Prompt a: Render the records below as a Markdown table with the columns "Row" and "Line", starting at the line containing "In this exercise you will mark the green" and ending at the line containing "<point>57,232</point>". Skip blank lines and include nothing outside that range.

Passage given:
★ ★ ★ ★ ★ ★ ★

Note that the last equation can be rewritten:
$\frac{\mbox{d} P_{il} / P_{il}}{\mbox{d}x_{ik}} = -\gamma P_{ik}$.
Therefore, when a characteristic of alternative $k$ changes, the
relative change of the probabilities for every alternatives except $k$
are the same, which is a consequence of the IIA property.


### Marginal rates of substitution

Coefficients are marginal utilities, which cannot be 
interpreted. However, ratios of coefficients are marginal rates of
substitution. For example, if the observable part of utility is:
$V=\beta_o +\beta_1 x_1 +\beta x_2 + \beta x_3$, join variations of
$x_1$ and $x_2$ which ensure the same level of utility are such that:
$dV=\beta_1 dx_1+\beta_2 dx_2=0$ so that:

$$
- \frac{dx_2}{dx_1}\mid_{dV = 0} = \frac{\beta_1}{\beta_2}.
$$

For example, if $x_2$ is transport cost (in \$), $x_1$ transport time
(in hours), $\beta_1 = 1.5$ and $\beta_2=0.2$,
$\frac{\beta_1}{\beta_2}=30$ is the marginal rate of substitution of
time in terms of \$ and the value of 30 means that to reduce the
travel time of one hour, the individual is willing to pay at most 30\$
more. Stated more simply, time value is 30\$ per hour.

★ ★ ★ ★ ★ ★ ★

Prompt b: Return the part of the passage above on marginal rates of substitution that starts at "For example, if $x_2$" and ends at "30\$ per hour.", copied word for word.

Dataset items
★ ★ ★ ★ ★ ★ ★

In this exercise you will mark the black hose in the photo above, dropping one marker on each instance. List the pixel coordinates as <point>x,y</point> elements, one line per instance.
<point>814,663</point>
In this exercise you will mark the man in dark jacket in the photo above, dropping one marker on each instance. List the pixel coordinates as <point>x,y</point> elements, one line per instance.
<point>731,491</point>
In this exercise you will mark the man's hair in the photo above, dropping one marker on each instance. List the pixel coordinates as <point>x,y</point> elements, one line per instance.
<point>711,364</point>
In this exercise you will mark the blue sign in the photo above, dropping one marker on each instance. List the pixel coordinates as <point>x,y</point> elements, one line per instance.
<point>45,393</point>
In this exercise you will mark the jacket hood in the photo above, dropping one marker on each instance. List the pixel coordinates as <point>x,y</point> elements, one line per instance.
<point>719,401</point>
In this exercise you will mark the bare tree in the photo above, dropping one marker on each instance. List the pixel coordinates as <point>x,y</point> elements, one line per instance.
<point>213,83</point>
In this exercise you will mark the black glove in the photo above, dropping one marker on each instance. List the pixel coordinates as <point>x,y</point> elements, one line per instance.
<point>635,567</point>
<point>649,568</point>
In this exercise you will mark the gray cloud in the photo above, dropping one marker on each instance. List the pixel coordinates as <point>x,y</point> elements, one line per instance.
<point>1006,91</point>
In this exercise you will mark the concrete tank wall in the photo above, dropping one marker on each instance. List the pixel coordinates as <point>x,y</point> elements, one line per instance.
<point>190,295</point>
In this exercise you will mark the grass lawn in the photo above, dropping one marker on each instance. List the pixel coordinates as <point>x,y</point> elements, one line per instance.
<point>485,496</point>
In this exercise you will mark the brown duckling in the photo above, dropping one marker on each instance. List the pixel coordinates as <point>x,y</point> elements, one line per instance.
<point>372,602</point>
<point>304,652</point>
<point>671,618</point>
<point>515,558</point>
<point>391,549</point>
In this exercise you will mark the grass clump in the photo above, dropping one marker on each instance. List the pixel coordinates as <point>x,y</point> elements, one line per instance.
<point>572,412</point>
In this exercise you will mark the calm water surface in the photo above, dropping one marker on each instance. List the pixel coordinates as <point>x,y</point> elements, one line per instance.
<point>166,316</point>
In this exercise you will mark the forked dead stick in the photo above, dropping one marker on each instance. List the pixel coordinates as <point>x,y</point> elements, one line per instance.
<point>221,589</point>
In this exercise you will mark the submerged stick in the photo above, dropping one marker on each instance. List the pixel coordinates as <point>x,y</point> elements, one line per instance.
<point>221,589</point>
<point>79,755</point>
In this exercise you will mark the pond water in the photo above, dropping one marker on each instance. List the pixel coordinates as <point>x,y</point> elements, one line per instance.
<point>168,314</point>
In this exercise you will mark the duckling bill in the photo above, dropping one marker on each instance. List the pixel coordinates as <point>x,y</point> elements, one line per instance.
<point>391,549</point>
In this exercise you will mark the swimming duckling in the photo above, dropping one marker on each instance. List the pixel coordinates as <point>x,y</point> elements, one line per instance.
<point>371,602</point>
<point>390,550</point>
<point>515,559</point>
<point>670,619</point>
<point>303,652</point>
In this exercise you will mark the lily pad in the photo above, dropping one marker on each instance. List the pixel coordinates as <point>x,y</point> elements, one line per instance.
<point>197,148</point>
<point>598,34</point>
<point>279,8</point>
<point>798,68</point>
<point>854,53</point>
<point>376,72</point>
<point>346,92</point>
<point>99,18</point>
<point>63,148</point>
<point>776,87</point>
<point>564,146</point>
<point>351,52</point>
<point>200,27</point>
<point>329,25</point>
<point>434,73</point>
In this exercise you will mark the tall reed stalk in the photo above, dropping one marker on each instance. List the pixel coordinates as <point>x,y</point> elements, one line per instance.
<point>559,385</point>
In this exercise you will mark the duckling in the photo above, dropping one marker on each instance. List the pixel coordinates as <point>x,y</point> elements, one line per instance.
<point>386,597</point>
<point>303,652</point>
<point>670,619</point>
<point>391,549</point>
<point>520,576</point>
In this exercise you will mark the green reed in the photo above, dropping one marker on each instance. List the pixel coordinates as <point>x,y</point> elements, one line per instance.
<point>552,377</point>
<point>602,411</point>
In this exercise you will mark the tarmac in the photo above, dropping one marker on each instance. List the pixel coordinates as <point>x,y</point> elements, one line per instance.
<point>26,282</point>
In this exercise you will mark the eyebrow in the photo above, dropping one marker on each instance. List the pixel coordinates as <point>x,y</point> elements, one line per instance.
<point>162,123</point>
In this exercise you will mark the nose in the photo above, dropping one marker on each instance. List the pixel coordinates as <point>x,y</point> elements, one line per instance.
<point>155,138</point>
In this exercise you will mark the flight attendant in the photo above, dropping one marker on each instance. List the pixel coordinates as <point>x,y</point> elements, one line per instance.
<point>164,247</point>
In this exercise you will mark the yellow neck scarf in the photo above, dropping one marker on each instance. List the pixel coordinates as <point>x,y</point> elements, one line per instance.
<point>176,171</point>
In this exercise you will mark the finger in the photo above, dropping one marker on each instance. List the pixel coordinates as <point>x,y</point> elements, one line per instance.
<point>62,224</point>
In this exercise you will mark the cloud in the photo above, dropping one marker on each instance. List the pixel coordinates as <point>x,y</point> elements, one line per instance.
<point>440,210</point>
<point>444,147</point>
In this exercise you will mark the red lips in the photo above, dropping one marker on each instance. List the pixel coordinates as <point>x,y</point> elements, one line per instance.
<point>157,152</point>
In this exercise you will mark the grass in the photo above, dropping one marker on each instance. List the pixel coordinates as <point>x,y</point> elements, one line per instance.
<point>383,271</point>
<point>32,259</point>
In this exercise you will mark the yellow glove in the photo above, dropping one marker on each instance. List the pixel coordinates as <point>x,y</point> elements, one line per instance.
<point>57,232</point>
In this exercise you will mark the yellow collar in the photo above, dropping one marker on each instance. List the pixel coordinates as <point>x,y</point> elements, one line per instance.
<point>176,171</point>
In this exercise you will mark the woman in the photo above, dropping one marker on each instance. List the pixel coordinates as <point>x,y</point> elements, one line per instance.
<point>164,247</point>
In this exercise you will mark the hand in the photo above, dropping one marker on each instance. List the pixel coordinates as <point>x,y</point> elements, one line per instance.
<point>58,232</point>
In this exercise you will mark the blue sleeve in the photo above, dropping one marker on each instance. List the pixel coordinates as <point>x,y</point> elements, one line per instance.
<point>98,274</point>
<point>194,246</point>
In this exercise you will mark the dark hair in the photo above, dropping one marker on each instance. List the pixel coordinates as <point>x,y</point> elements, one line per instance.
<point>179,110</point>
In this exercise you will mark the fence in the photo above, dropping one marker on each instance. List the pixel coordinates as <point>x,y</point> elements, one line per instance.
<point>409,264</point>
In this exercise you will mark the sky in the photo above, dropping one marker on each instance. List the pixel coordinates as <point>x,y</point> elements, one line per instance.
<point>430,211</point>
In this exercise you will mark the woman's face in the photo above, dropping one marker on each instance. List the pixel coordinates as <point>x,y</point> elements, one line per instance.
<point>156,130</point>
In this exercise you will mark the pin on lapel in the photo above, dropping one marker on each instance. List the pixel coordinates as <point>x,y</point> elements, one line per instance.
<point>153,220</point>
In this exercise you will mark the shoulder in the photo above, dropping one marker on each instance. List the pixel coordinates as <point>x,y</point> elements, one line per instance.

★ ★ ★ ★ ★ ★ ★

Task solution a:
| Row | Line |
|---|---|
| 1 | In this exercise you will mark the green reed in the photo above, dropping one marker on each instance. List the pixel coordinates as <point>x,y</point> elements, one line per instance. |
| 2 | <point>552,377</point> |
| 3 | <point>602,411</point> |
| 4 | In this exercise you will mark the tarmac in the photo above, dropping one marker on each instance. List the pixel coordinates as <point>x,y</point> elements, one line per instance. |
| 5 | <point>26,282</point> |
| 6 | In this exercise you will mark the eyebrow in the photo above, dropping one marker on each instance. List the pixel coordinates as <point>x,y</point> elements, one line per instance. |
| 7 | <point>162,123</point> |
| 8 | In this exercise you will mark the nose in the photo above, dropping one marker on each instance. List the pixel coordinates as <point>x,y</point> elements, one line per instance. |
| 9 | <point>155,138</point> |
| 10 | In this exercise you will mark the flight attendant in the photo above, dropping one marker on each instance. List the pixel coordinates as <point>x,y</point> elements, one line per instance. |
| 11 | <point>164,247</point> |
| 12 | In this exercise you will mark the yellow neck scarf in the photo above, dropping one marker on each instance. List the pixel coordinates as <point>x,y</point> elements, one line per instance. |
| 13 | <point>176,171</point> |
| 14 | In this exercise you will mark the finger in the photo above, dropping one marker on each instance. List the pixel coordinates as <point>x,y</point> elements, one line per instance. |
| 15 | <point>62,224</point> |
| 16 | In this exercise you will mark the cloud in the photo above, dropping one marker on each instance. List the pixel coordinates as <point>x,y</point> elements, one line per instance. |
| 17 | <point>440,210</point> |
| 18 | <point>444,147</point> |
| 19 | In this exercise you will mark the red lips in the photo above, dropping one marker on each instance. List the pixel coordinates as <point>x,y</point> elements, one line per instance. |
| 20 | <point>157,152</point> |
| 21 | In this exercise you will mark the grass in the photo above, dropping one marker on each instance. List the pixel coordinates as <point>x,y</point> elements, one line per instance. |
| 22 | <point>383,271</point> |
| 23 | <point>32,259</point> |
| 24 | In this exercise you will mark the yellow glove in the photo above, dropping one marker on each instance. List the pixel coordinates as <point>x,y</point> elements, one line per instance. |
| 25 | <point>57,232</point> |

Task solution b:
For example, if $x_2$ is transport cost (in \$), $x_1$ transport time
(in hours), $\beta_1 = 1.5$ and $\beta_2=0.2$,
$\frac{\beta_1}{\beta_2}=30$ is the marginal rate of substitution of
time in terms of \$ and the value of 30 means that to reduce the
travel time of one hour, the individual is willing to pay at most 30\$
more. Stated more simply, time value is 30\$ per hour.